## [The task]
In your copy of the entries, please include no pictures and return every word exactly.

## [Extracted data]
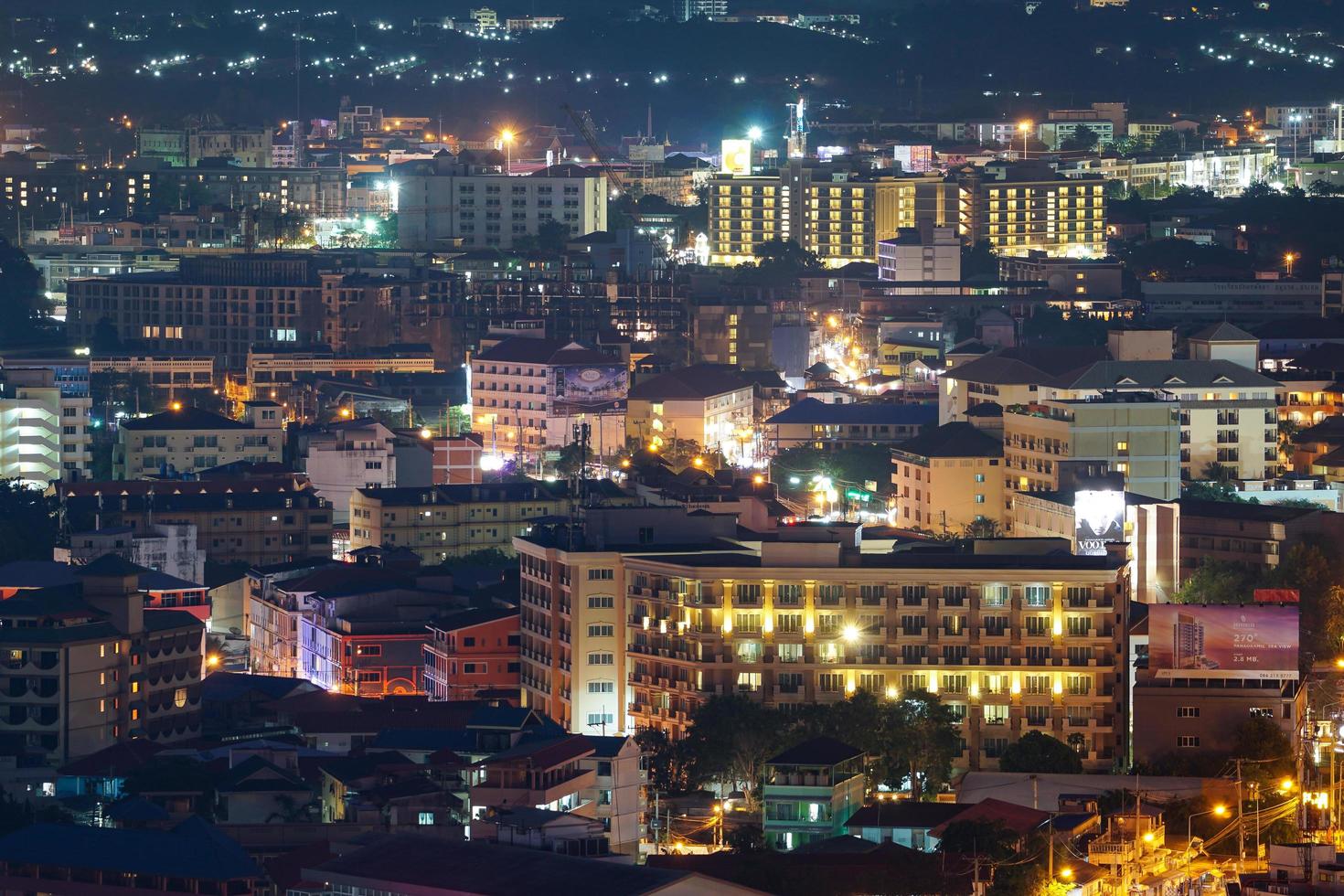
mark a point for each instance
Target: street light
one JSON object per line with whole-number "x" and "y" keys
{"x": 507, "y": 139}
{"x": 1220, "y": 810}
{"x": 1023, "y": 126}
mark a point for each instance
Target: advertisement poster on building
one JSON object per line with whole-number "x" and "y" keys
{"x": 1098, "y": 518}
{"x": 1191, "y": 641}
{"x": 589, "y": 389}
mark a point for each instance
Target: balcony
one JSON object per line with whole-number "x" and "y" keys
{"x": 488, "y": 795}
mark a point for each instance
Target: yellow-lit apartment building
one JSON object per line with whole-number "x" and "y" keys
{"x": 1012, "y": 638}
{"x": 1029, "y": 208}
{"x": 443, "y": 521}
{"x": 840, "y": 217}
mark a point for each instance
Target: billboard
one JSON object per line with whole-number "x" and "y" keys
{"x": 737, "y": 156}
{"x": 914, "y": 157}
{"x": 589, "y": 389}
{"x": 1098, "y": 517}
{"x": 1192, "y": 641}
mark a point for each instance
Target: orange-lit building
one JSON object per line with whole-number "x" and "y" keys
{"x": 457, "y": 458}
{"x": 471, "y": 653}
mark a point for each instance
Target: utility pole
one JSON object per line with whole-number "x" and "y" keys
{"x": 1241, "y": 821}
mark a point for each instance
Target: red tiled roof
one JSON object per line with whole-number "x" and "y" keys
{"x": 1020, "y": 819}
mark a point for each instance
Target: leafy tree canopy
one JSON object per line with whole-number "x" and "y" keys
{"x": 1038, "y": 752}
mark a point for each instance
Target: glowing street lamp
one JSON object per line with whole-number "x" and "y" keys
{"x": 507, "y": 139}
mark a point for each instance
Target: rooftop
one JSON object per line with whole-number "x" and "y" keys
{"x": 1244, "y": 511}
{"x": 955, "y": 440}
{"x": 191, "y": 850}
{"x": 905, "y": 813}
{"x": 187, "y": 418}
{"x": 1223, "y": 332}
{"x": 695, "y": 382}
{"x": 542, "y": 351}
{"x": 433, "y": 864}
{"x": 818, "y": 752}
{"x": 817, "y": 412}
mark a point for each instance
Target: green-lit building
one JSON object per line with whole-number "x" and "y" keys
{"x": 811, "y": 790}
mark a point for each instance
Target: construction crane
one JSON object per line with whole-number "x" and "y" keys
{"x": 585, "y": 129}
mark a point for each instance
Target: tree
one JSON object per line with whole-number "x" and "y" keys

## [Exercise output]
mark a point for each instance
Target: street light
one JSON object per line with whole-number "x" and "y" keys
{"x": 507, "y": 139}
{"x": 1220, "y": 810}
{"x": 1023, "y": 126}
mark a point for each instance
Target: advertisement poster on building
one JSON object per line with whole-number "x" and "y" keys
{"x": 1098, "y": 518}
{"x": 1191, "y": 641}
{"x": 589, "y": 389}
mark a point for each instance
Target: balcony
one JSON object per line with whole-number "x" and "y" keys
{"x": 488, "y": 795}
mark a point for each instance
Target: yellow-lit apartment building
one JSON object per line with whole-number "x" and "y" keys
{"x": 1012, "y": 638}
{"x": 1029, "y": 208}
{"x": 443, "y": 521}
{"x": 840, "y": 217}
mark a point for each instance
Target: billboard
one JSON object per line with whole-number "x" and "y" keys
{"x": 737, "y": 156}
{"x": 914, "y": 157}
{"x": 589, "y": 389}
{"x": 1098, "y": 517}
{"x": 1192, "y": 641}
mark a point for each instance
Target: orange-lit building
one JSON object per line with whole-number "x" and "y" keys
{"x": 457, "y": 458}
{"x": 471, "y": 653}
mark a point for each instance
Target: utility pole
one JSON object per line with whole-number "x" and "y" keys
{"x": 1241, "y": 821}
mark a point for each instance
Target: red tiled roof
one JSON object per line with whole-number "x" and "y" keys
{"x": 1020, "y": 819}
mark a point for each instance
Target: leafy tree canopy
one JSON object per line with whole-number "x" and "y" keys
{"x": 1038, "y": 752}
mark a point for each instance
Target: glowing street lamp
one JSON object per line with whole-number "x" and "y" keys
{"x": 507, "y": 139}
mark a point for each instance
Target: rooftop
one JSON object per line with whole-number "x" and "y" keys
{"x": 1244, "y": 511}
{"x": 955, "y": 440}
{"x": 191, "y": 850}
{"x": 905, "y": 813}
{"x": 187, "y": 418}
{"x": 1223, "y": 332}
{"x": 695, "y": 382}
{"x": 542, "y": 351}
{"x": 433, "y": 864}
{"x": 818, "y": 752}
{"x": 817, "y": 412}
mark a point for each instance
Target: green-lit building
one JSON object per line with whole-number "x" and "y" keys
{"x": 811, "y": 790}
mark a point for each instance
Target: construction crane
one JSON object per line with whole-number "x" and "y" keys
{"x": 585, "y": 129}
mark a point for each instance
Target: tree
one JSON object per line with whole-number "x" and "y" keys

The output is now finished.